(What is expected):
Write out the material below word for word, starting at its first line and ending at the line that contains "75 135 L 77", with both of those lines included.
━━━━━━━━━━━━━━━━━━━━━━━━━━━━━━
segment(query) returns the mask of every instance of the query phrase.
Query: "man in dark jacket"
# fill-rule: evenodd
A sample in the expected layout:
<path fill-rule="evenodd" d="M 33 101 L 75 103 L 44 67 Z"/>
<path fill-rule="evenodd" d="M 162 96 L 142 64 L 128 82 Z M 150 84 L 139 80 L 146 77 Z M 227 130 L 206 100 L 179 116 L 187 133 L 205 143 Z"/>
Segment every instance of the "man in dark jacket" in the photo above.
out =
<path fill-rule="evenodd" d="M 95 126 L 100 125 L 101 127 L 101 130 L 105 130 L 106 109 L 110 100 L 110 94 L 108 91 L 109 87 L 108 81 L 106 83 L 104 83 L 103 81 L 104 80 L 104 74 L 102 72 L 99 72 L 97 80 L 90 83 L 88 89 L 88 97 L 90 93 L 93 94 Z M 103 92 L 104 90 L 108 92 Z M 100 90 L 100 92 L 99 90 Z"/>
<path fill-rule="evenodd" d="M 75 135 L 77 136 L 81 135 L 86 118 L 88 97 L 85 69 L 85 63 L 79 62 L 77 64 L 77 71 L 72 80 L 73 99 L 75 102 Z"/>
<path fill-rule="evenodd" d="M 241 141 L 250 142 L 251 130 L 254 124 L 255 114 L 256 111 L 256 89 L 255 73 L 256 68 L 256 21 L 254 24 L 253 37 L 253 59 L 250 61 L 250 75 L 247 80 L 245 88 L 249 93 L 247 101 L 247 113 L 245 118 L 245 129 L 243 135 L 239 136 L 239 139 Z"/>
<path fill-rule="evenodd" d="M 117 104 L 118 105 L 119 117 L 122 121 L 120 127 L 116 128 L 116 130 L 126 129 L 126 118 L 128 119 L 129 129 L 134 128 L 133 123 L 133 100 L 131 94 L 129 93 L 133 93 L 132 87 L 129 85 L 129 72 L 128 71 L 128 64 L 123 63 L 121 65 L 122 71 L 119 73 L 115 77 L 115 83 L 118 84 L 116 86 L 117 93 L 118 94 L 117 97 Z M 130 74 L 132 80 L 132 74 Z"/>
━━━━━━━━━━━━━━━━━━━━━━━━━━━━━━
(Response):
segment(query) returns the mask of every instance of the query phrase.
Query: "man in dark jacket"
# fill-rule: evenodd
A sample in the expected layout:
<path fill-rule="evenodd" d="M 33 101 L 75 103 L 44 67 Z"/>
<path fill-rule="evenodd" d="M 162 96 L 142 64 L 128 82 Z M 150 84 L 139 80 L 146 77 Z M 227 130 L 206 100 L 179 116 L 187 133 L 205 143 Z"/>
Segment every instance of the "man in dark jacket" in the photo above.
out =
<path fill-rule="evenodd" d="M 95 126 L 100 125 L 101 127 L 101 130 L 105 130 L 106 109 L 110 100 L 110 94 L 108 91 L 109 87 L 108 81 L 106 83 L 104 83 L 103 81 L 104 80 L 104 74 L 102 72 L 99 72 L 97 80 L 90 83 L 88 89 L 88 97 L 90 93 L 93 94 Z M 103 92 L 104 90 L 108 92 Z M 100 90 L 100 92 L 99 90 Z"/>
<path fill-rule="evenodd" d="M 75 135 L 77 136 L 81 135 L 86 118 L 88 97 L 85 69 L 85 63 L 79 62 L 77 64 L 77 71 L 72 80 L 73 99 L 75 102 Z"/>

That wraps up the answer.